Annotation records
......

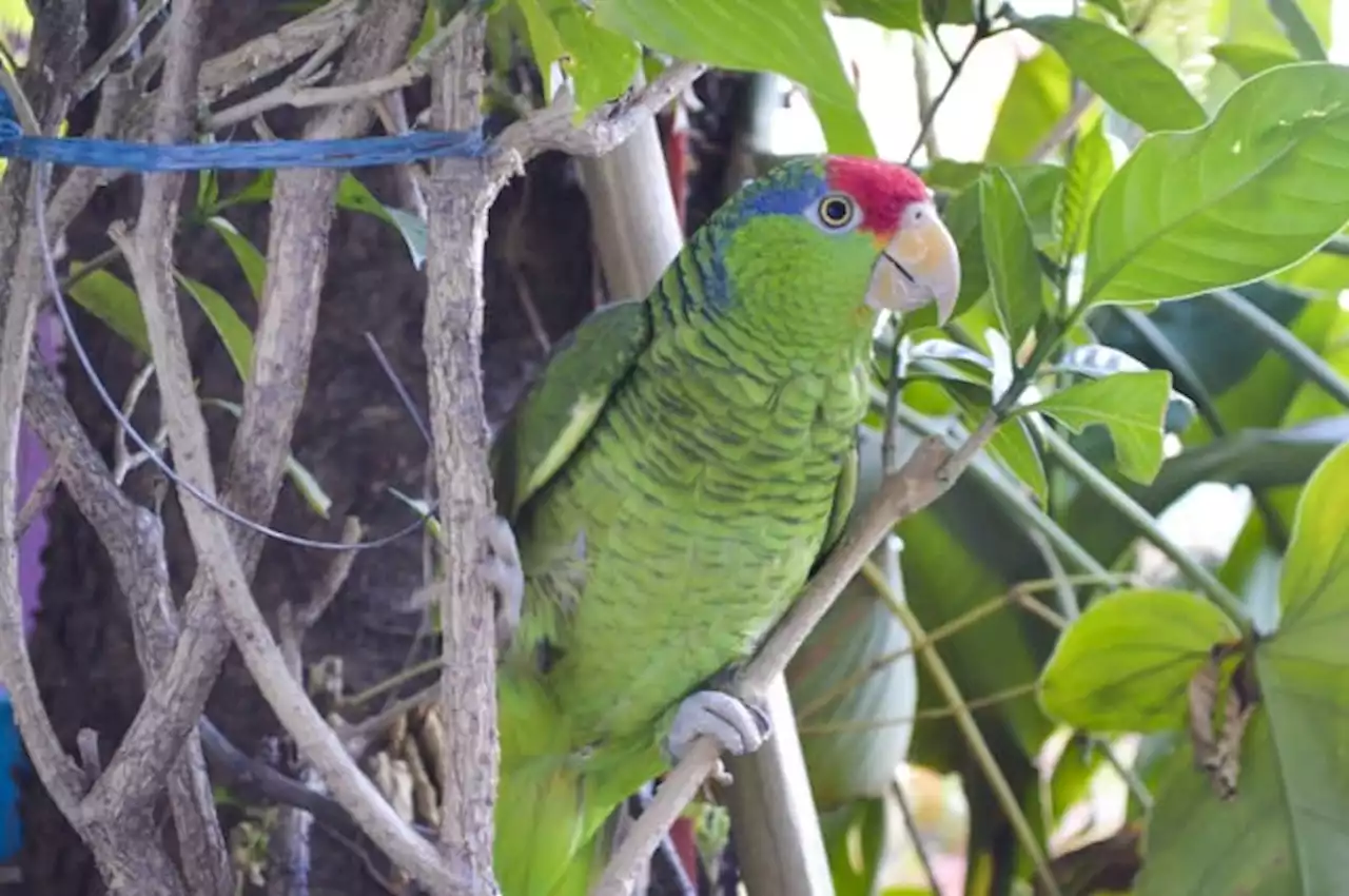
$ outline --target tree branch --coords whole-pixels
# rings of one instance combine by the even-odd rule
[[[487,22],[475,9],[451,40],[432,80],[432,119],[441,130],[482,123],[483,40]],[[487,212],[505,178],[494,184],[480,161],[436,165],[426,197],[426,320],[422,344],[430,389],[436,482],[441,506],[440,590],[441,749],[440,851],[469,881],[465,892],[490,896],[496,742],[496,626],[483,580],[486,532],[494,513],[487,482],[483,410],[483,247]]]
[[[904,467],[882,480],[871,503],[849,526],[791,613],[738,677],[737,692],[742,698],[765,698],[774,676],[786,668],[811,629],[828,613],[834,599],[862,568],[881,538],[896,522],[946,494],[989,441],[994,429],[997,418],[990,416],[955,451],[940,439],[924,439]],[[614,853],[604,876],[591,891],[592,896],[627,896],[638,869],[650,860],[661,835],[697,793],[716,768],[716,761],[715,742],[699,738],[684,760],[665,776],[656,799],[633,826],[627,839]]]
[[[581,127],[572,124],[576,101],[569,94],[558,97],[546,109],[527,115],[500,132],[495,140],[498,167],[523,165],[550,150],[571,155],[604,155],[627,140],[649,116],[684,93],[706,70],[704,65],[676,62],[646,88],[591,112]],[[510,161],[511,155],[518,162]]]
[[[173,139],[186,131],[196,93],[194,54],[206,5],[208,0],[178,0],[174,4],[169,24],[173,39],[169,42],[161,105],[155,115],[159,139]],[[117,227],[111,236],[131,267],[144,309],[174,459],[185,478],[214,498],[206,426],[197,401],[173,281],[171,236],[181,185],[182,175],[178,174],[146,177],[134,235]],[[220,592],[229,632],[278,719],[371,839],[433,893],[451,893],[456,881],[436,851],[398,818],[375,785],[360,773],[286,669],[285,657],[250,591],[248,576],[224,518],[189,494],[182,495],[182,510],[198,563]]]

......

Reproduce all of the material above line for line, with every character unchanged. Omit the picture.

$ outline --target tree branch --coords whole-pixels
# rings of one instance combine by the even-odd rule
[[[487,22],[475,9],[451,40],[432,80],[432,119],[441,130],[482,123],[483,40]],[[487,212],[505,178],[494,184],[480,161],[436,165],[426,197],[426,320],[422,344],[430,389],[436,482],[441,506],[440,590],[441,749],[440,851],[469,881],[465,892],[490,896],[496,742],[496,626],[483,580],[486,532],[494,513],[487,482],[483,410],[483,247]]]
[[[904,467],[882,480],[871,503],[849,526],[791,613],[738,677],[737,692],[742,698],[765,698],[774,676],[786,668],[811,629],[828,613],[834,599],[862,568],[881,538],[896,522],[946,494],[989,441],[994,429],[997,418],[990,416],[955,451],[940,439],[924,439]],[[614,853],[604,876],[591,891],[592,896],[627,896],[638,869],[650,860],[661,835],[697,793],[716,768],[716,761],[715,742],[699,738],[684,760],[665,776],[656,799],[633,826],[627,839]]]
[[[581,127],[572,124],[576,101],[569,94],[558,97],[546,109],[527,115],[500,132],[495,140],[498,167],[523,165],[550,150],[571,155],[604,155],[627,140],[649,116],[684,93],[706,70],[704,65],[676,62],[646,88],[591,112]],[[510,161],[511,155],[518,162]]]
[[[173,139],[186,131],[196,93],[194,54],[206,5],[208,0],[178,0],[174,4],[169,24],[173,39],[169,42],[161,105],[155,115],[159,139]],[[117,227],[111,236],[131,267],[144,309],[174,459],[185,478],[214,498],[206,426],[197,401],[173,281],[171,236],[181,185],[182,175],[178,174],[146,177],[134,235]],[[220,592],[229,632],[278,719],[371,839],[433,893],[451,893],[456,881],[436,851],[398,818],[375,785],[360,773],[286,669],[285,657],[250,591],[248,576],[224,518],[189,494],[182,495],[182,510],[198,563]]]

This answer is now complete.